> ASSIGNMENT:
Looking through the listing that follows, count the lines that contain "target" and give only that number.

> INPUT MATERIAL:
==========

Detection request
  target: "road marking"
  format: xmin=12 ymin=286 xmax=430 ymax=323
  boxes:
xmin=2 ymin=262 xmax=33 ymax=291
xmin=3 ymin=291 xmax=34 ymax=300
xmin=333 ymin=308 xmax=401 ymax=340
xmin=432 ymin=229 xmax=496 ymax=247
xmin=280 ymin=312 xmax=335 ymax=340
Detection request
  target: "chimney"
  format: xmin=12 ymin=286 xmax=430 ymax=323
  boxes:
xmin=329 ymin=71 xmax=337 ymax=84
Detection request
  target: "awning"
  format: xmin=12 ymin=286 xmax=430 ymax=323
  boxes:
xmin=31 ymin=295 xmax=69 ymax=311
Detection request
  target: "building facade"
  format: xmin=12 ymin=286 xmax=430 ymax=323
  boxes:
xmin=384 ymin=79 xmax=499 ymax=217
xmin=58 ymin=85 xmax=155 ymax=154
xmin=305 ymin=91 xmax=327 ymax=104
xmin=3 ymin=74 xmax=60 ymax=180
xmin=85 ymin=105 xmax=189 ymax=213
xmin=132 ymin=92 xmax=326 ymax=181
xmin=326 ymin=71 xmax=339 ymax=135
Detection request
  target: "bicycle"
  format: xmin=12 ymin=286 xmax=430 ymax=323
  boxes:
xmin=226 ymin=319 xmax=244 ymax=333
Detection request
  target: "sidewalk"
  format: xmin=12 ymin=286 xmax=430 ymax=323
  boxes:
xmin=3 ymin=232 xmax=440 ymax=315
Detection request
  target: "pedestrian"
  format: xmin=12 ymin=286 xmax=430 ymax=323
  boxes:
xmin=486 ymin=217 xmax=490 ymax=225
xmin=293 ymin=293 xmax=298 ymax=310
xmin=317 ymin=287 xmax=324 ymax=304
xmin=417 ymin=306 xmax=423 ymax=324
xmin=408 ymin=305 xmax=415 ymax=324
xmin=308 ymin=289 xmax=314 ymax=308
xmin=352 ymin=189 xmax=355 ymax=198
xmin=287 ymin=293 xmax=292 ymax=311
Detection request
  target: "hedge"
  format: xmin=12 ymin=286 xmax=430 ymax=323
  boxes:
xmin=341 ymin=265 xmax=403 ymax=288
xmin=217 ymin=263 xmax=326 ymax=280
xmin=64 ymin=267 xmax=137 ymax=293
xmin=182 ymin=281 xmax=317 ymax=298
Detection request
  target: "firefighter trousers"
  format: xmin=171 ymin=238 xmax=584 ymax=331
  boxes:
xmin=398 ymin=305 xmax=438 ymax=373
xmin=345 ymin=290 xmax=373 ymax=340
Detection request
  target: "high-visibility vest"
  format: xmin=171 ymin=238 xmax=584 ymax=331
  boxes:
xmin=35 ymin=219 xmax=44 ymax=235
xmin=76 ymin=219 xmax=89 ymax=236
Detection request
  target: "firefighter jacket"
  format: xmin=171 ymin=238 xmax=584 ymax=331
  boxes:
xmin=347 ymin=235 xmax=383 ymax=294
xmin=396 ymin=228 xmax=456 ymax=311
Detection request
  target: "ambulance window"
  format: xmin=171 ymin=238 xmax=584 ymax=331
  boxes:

==========

> WRITTEN REPLY:
12